» What the task requires
Reproduce exactly the lines below, starting at the line that contains "Task: pick out every instance of the street" and ending with the last line of the records, both included; leave out any pictures.

» Data in this exercise

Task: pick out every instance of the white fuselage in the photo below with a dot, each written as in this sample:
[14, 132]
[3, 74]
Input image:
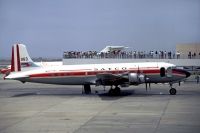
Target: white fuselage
[86, 74]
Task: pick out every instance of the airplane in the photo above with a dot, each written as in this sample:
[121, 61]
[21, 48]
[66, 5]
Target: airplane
[110, 74]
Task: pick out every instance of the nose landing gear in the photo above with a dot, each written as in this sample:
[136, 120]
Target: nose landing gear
[172, 91]
[114, 92]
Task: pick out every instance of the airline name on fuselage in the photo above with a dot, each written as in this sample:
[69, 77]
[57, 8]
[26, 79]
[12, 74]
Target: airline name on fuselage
[109, 69]
[24, 59]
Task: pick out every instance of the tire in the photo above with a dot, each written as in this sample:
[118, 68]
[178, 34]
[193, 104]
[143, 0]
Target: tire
[87, 89]
[172, 91]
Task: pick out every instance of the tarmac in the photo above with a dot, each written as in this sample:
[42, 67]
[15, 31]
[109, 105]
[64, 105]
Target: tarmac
[40, 108]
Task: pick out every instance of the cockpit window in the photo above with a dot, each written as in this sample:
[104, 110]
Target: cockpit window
[162, 72]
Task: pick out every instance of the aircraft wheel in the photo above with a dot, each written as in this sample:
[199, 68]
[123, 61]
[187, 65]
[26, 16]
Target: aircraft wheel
[87, 89]
[114, 92]
[117, 91]
[172, 91]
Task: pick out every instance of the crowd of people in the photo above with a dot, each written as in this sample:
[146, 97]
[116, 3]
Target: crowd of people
[130, 54]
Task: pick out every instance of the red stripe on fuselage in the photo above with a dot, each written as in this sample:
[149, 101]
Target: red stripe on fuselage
[12, 60]
[90, 73]
[94, 73]
[18, 59]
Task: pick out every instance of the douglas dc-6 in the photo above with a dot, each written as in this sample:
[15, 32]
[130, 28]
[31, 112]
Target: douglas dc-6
[110, 74]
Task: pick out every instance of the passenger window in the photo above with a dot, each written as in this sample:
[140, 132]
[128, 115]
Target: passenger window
[162, 72]
[169, 72]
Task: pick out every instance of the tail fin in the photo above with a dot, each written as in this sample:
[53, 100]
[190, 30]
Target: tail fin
[20, 58]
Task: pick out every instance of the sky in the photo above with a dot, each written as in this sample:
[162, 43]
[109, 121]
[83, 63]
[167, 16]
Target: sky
[49, 27]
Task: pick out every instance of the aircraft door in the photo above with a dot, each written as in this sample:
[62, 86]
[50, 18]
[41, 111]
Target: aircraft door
[169, 72]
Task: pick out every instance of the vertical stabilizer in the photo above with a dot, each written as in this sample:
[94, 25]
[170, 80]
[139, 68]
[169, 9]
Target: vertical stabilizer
[20, 58]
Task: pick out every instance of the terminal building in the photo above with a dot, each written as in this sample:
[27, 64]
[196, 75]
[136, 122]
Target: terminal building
[188, 50]
[189, 58]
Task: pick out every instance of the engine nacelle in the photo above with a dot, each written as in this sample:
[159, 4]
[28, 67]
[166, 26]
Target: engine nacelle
[135, 78]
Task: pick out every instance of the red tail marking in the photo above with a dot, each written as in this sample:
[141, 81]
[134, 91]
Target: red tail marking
[12, 60]
[18, 59]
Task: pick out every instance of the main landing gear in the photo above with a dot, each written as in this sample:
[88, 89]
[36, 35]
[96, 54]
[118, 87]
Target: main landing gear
[114, 92]
[87, 89]
[172, 91]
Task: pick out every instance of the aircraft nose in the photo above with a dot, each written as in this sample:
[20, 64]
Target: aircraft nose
[187, 74]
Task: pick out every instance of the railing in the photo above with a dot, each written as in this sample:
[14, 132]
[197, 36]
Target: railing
[129, 55]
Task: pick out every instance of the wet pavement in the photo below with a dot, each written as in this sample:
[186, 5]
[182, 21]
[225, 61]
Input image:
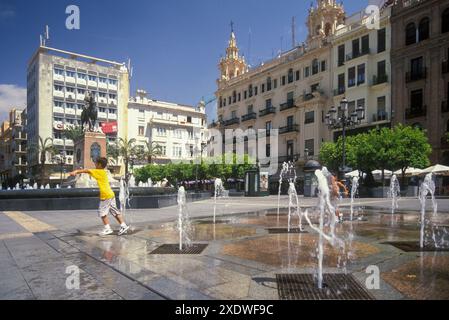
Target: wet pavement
[241, 259]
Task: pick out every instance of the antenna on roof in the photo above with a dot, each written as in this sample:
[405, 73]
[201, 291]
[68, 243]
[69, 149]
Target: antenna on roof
[293, 32]
[45, 37]
[249, 46]
[130, 69]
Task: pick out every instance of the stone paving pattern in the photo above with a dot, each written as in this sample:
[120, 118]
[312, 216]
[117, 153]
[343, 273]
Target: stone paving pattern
[240, 262]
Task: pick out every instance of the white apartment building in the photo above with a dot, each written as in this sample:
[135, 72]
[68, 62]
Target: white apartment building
[180, 130]
[57, 82]
[291, 93]
[361, 69]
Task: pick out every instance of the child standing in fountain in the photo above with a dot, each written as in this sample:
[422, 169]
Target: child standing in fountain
[108, 203]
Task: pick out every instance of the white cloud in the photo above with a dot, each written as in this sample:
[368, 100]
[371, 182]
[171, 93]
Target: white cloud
[11, 96]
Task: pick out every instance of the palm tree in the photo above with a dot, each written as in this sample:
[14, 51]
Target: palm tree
[150, 151]
[43, 148]
[127, 150]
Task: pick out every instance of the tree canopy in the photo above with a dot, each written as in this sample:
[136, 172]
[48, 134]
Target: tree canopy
[398, 148]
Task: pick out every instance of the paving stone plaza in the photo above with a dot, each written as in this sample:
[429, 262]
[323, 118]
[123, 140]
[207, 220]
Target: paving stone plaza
[244, 255]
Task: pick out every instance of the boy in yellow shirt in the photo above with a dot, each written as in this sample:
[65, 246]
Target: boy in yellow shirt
[108, 204]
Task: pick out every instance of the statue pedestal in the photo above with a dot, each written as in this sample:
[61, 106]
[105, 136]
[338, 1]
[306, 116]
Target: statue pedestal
[89, 148]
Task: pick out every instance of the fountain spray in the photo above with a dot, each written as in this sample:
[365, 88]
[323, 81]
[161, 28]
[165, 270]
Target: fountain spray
[293, 203]
[354, 192]
[284, 170]
[428, 186]
[324, 205]
[219, 192]
[394, 193]
[183, 220]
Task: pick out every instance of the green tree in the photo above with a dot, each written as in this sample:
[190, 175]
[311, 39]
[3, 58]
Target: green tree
[410, 148]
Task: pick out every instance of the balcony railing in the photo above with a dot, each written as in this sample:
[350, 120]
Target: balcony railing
[444, 142]
[415, 112]
[445, 67]
[415, 76]
[267, 111]
[339, 91]
[289, 128]
[288, 105]
[444, 107]
[379, 79]
[289, 158]
[380, 116]
[249, 116]
[357, 54]
[231, 122]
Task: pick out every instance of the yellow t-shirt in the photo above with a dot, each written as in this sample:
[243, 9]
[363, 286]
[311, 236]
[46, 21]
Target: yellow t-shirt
[101, 176]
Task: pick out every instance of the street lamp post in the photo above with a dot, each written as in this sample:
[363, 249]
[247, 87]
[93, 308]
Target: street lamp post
[201, 150]
[343, 120]
[61, 161]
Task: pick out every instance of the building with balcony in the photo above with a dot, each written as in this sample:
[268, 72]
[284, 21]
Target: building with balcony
[361, 69]
[290, 92]
[420, 77]
[57, 83]
[13, 148]
[180, 130]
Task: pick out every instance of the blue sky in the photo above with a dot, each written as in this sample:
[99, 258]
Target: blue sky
[174, 45]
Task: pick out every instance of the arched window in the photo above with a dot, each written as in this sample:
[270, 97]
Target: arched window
[417, 125]
[445, 21]
[269, 84]
[410, 34]
[290, 75]
[315, 66]
[424, 29]
[328, 29]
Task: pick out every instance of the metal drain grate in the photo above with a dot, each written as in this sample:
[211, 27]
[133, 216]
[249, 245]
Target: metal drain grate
[275, 215]
[284, 230]
[336, 287]
[174, 249]
[414, 246]
[201, 222]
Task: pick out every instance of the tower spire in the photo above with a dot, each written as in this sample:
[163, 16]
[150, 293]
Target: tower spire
[233, 64]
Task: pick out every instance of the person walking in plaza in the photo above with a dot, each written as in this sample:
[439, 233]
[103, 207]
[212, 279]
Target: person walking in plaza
[108, 203]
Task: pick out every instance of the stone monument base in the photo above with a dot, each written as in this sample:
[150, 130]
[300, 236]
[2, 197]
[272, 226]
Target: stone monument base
[89, 148]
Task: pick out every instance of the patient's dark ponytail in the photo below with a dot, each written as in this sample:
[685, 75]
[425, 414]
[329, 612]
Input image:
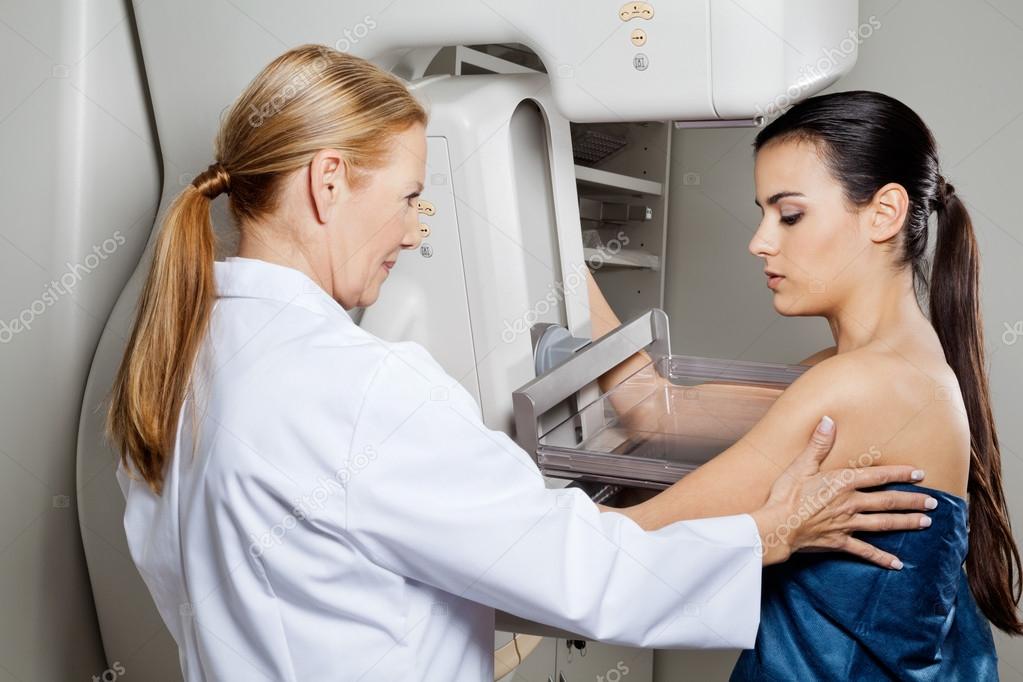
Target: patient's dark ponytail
[868, 140]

» Answer to this exercise
Task: pick out every instance of the street lamp post in the photo above with a dot, each written as in this sample:
[363, 249]
[247, 87]
[93, 308]
Target: street lamp post
[201, 150]
[343, 120]
[61, 161]
Task: pick out every instance of the building with balcony in the photo above with a dot, each written as in this sample:
[268, 72]
[284, 21]
Target: building with balcony
[361, 69]
[290, 92]
[420, 77]
[57, 83]
[13, 148]
[180, 130]
Task: pick out every instance of the blue sky in the photo above with a dot, each written as in this sample:
[99, 258]
Target: blue sky
[174, 45]
Task: pick out every instance of the arched window in the photo above with a dot, each written as in this sample:
[270, 97]
Target: arched window
[417, 125]
[445, 21]
[269, 84]
[410, 34]
[290, 75]
[315, 66]
[424, 29]
[328, 29]
Task: pick out every instance of the metal drain grate in the photo above with a dot, each written as in this sample:
[211, 27]
[133, 216]
[249, 245]
Target: metal drain grate
[275, 215]
[284, 230]
[336, 287]
[174, 249]
[414, 246]
[201, 222]
Task: pick out every instance of the tower spire in the photo above with a dot, each written as in this sample:
[163, 16]
[150, 293]
Target: tower spire
[233, 64]
Task: pick out every instance of the person walking in plaza in the photo above with a dot, each written as in this sample:
[439, 233]
[103, 207]
[212, 279]
Target: person walking in plaza
[108, 203]
Task: pick out every instance of the stone monument base in the photo above with a dot, each written as in this sample:
[150, 130]
[300, 236]
[2, 197]
[272, 226]
Target: stone monument base
[89, 148]
Task: pick out every instance of the patient's dark ponytail in the photo below with a dot, each written as in this sample:
[685, 75]
[425, 414]
[329, 612]
Input image:
Target: patient's dark ponytail
[868, 140]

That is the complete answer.